WORK REQUEST:
Keep only the lines that hold the string "boxwood", filtering out the rest of the entries below.

DATASET CONTENT:

• • • • • • •

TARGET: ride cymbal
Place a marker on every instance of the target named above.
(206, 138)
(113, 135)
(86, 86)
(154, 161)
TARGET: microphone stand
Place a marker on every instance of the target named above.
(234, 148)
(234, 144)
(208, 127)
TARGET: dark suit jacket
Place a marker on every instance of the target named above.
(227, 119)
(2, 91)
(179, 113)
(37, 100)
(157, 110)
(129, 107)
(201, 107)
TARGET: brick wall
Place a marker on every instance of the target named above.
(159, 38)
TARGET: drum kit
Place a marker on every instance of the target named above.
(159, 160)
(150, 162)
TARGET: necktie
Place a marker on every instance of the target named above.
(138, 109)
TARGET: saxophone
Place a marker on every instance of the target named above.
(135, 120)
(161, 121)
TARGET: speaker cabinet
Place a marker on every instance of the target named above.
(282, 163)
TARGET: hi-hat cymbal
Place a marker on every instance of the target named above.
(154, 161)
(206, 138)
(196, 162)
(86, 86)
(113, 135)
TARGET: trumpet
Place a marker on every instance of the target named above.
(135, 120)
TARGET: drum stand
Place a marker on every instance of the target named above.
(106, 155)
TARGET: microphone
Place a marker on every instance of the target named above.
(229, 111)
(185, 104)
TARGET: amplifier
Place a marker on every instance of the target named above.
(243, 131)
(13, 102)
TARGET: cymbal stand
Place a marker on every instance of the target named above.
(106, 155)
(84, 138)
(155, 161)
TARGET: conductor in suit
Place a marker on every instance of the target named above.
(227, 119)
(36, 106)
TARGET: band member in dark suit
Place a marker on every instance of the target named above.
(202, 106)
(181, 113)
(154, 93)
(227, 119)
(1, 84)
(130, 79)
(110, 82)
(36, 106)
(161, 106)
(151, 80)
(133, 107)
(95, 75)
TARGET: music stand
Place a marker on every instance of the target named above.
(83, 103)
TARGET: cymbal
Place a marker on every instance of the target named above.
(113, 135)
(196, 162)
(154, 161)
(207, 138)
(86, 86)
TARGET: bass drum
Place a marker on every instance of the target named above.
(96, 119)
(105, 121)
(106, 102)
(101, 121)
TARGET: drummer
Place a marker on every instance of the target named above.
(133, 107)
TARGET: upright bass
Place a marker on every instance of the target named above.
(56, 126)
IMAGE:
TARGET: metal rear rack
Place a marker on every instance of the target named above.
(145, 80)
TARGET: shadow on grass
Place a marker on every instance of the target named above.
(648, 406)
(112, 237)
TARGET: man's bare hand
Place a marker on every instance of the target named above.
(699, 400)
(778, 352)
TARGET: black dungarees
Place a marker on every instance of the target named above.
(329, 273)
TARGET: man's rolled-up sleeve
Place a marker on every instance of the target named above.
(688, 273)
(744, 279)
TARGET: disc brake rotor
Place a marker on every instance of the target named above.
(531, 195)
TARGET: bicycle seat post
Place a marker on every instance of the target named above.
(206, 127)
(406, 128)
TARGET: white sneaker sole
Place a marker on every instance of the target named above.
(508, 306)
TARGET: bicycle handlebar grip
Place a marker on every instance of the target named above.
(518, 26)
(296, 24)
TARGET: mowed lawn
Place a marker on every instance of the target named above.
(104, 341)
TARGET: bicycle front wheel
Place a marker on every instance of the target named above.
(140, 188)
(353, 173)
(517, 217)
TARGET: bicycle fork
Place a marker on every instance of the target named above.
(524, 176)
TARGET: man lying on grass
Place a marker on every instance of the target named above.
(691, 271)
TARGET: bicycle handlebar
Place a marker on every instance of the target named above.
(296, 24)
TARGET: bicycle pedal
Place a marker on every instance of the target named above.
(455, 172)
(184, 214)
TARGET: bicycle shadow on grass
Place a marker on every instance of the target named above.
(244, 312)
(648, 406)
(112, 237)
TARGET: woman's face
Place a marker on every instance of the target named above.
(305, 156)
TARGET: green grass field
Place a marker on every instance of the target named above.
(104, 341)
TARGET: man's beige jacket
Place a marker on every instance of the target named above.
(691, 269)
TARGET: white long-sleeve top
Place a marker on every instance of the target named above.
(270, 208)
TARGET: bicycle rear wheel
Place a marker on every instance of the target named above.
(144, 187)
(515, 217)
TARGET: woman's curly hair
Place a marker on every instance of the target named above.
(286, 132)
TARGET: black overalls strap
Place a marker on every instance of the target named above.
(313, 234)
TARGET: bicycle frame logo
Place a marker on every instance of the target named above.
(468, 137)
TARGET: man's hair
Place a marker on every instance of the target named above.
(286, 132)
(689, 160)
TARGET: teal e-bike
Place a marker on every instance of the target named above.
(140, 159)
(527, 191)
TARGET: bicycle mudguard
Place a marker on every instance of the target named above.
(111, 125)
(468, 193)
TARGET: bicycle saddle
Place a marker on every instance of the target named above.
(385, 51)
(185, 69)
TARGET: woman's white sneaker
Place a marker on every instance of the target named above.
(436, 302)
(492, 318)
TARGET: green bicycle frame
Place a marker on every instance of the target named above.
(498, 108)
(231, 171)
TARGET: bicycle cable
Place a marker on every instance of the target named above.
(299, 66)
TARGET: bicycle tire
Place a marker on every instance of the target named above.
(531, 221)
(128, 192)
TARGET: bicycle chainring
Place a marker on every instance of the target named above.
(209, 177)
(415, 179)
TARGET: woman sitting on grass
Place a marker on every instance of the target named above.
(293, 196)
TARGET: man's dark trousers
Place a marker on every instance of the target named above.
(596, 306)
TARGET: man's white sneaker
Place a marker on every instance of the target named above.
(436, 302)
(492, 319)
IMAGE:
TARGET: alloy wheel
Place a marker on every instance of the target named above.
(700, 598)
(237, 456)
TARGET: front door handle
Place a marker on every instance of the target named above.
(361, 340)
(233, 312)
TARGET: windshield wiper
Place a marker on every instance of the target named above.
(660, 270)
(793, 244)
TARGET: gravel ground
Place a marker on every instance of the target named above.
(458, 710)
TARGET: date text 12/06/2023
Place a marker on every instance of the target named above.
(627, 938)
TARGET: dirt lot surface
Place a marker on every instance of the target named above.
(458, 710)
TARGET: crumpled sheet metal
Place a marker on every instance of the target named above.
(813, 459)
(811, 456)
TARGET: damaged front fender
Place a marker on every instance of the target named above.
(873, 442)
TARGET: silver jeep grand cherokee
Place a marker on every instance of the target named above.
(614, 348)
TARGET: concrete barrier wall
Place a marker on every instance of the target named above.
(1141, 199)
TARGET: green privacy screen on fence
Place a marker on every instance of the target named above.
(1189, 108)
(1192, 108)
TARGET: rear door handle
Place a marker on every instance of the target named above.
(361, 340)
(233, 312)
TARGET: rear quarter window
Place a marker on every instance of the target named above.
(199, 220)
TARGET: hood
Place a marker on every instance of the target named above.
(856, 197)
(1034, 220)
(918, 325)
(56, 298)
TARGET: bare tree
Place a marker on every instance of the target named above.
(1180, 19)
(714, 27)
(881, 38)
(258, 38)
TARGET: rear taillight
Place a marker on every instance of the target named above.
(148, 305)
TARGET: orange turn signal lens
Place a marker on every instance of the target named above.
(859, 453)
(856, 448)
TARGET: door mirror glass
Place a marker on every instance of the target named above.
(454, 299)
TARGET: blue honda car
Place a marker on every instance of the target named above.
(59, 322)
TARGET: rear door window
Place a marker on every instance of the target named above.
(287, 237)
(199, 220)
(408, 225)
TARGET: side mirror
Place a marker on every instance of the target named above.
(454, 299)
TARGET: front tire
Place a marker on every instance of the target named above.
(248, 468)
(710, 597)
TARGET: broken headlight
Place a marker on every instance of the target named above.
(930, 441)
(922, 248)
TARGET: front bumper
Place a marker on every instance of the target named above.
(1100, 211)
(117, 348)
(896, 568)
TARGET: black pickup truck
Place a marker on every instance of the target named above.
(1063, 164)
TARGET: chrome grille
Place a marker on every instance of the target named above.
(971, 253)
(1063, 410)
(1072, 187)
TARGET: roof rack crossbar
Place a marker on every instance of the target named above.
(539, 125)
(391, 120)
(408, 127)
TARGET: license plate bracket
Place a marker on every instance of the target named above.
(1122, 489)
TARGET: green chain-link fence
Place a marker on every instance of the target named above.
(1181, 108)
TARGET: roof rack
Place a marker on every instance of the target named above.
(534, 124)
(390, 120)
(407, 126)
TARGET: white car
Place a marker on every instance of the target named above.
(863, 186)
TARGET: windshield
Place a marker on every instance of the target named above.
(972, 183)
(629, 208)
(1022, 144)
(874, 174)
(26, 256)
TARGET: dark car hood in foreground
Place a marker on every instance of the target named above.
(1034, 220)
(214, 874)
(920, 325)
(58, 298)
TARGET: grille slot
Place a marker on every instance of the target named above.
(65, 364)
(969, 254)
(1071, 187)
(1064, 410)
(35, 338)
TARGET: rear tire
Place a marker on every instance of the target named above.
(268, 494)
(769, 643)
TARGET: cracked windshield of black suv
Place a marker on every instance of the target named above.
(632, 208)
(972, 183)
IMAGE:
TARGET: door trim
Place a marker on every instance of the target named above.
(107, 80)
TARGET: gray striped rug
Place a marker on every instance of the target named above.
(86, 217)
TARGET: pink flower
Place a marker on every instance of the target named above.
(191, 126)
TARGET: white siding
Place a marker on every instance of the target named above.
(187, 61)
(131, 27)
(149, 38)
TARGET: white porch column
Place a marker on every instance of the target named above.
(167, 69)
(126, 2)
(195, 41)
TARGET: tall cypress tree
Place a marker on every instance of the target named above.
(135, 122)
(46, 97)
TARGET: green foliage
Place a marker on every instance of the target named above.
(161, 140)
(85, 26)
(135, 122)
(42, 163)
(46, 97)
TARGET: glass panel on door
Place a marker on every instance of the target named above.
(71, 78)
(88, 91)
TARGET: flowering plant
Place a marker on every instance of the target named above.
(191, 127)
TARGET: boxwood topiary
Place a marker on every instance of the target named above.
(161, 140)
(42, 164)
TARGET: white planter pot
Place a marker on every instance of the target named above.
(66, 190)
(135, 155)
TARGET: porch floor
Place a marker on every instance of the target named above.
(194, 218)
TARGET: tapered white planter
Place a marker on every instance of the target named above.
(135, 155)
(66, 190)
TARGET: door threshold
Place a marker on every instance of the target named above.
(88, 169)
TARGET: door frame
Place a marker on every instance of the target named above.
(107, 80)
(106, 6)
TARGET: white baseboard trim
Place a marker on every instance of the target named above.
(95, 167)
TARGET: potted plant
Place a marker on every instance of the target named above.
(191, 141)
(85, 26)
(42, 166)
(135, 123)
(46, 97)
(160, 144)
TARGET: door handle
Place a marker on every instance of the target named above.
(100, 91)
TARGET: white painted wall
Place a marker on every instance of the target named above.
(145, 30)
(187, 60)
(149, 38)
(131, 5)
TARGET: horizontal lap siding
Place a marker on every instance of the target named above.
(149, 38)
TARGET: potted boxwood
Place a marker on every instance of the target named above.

• • • • • • •

SOLUTION FOR THIS TASK:
TARGET: boxwood topiary
TARGET: potted boxwood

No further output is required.